● DATA SHOWN
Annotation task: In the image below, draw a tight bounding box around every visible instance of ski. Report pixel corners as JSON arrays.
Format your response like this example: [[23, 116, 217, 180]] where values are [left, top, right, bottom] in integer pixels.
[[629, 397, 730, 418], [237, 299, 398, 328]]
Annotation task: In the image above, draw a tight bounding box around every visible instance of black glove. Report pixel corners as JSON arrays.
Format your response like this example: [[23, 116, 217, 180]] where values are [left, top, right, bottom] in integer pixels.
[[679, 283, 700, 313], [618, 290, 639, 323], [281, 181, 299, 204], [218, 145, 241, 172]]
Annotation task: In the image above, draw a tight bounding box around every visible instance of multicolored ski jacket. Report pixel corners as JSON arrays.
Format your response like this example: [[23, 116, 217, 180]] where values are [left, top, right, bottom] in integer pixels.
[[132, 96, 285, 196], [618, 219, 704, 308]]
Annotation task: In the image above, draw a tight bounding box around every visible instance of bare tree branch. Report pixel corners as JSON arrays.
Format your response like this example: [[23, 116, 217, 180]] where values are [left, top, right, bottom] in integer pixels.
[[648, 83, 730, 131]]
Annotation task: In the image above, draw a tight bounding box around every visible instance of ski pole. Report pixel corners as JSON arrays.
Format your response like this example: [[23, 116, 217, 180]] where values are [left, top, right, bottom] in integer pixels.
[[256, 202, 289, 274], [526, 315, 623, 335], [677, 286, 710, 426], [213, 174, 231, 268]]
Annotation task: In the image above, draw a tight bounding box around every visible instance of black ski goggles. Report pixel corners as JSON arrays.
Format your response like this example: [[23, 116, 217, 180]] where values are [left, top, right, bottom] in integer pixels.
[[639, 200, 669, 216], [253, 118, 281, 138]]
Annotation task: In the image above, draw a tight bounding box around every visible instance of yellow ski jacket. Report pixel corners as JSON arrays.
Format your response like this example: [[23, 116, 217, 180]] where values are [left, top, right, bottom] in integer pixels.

● DIRECTION
Reproduce all the rows above, replacing every instance of "tight" with "snug" and leaving everything else unchanged.

● FULL SOLUTION
Annotation task: In the image below, draw a snug bounding box around every visible instance of ski. Report pixel corners as JSON arrays.
Format your response like this example: [[23, 116, 217, 180]] where values are [left, top, right, bottom] in integer pixels.
[[629, 397, 730, 418], [237, 299, 398, 328]]
Annotation task: In the image above, draw a snug bounding box around every visible instance of black glove. Report pixel corners as JSON arrays.
Format your response like this example: [[23, 116, 217, 180]] where values are [left, top, right, bottom] in integer pixels.
[[679, 283, 700, 313], [618, 290, 639, 323], [281, 181, 299, 204], [218, 145, 241, 172]]
Annotation task: In the image above, draw a snug bounding box around every visible instance of multicolored ski jacket. Report pixel corners as JSON arrays.
Format your response like this example: [[23, 116, 217, 180]] where values are [left, top, right, bottom] in integer pixels.
[[132, 96, 285, 196], [618, 219, 704, 308]]
Annotation task: In the image above, draw a snug bounding box around every visible instance of bare tree branch. Report pixel corners as JSON arrays.
Format your response like this example: [[23, 116, 217, 180]] where values are [left, top, right, bottom] in integer pixels.
[[648, 83, 730, 131]]
Annotation task: In the image above, draw a snug bounding box around every visible instance of ski pole. Report pixel corners as JSON arrays.
Format your response like this example: [[23, 116, 217, 180]] where values are [left, top, right, bottom] in integer pixels.
[[256, 202, 289, 274], [526, 315, 623, 335], [677, 286, 710, 426], [213, 174, 231, 268]]
Annotation task: In the image above, draw a snug bounding box around every visible instance of black ski goggles. Report pixel corners as JSON arrays.
Format your response like this example: [[23, 116, 217, 180]] where values are [left, top, right, bottom] in integer pixels.
[[639, 200, 669, 216], [253, 118, 281, 138]]
Annotation task: In the image above, draw a snug bounding box around every visible instance of yellow ski jacket. Report pixel corners as JSON arrays.
Format your response like this example: [[23, 116, 217, 180]] where values are [left, top, right, bottom] in integer pixels.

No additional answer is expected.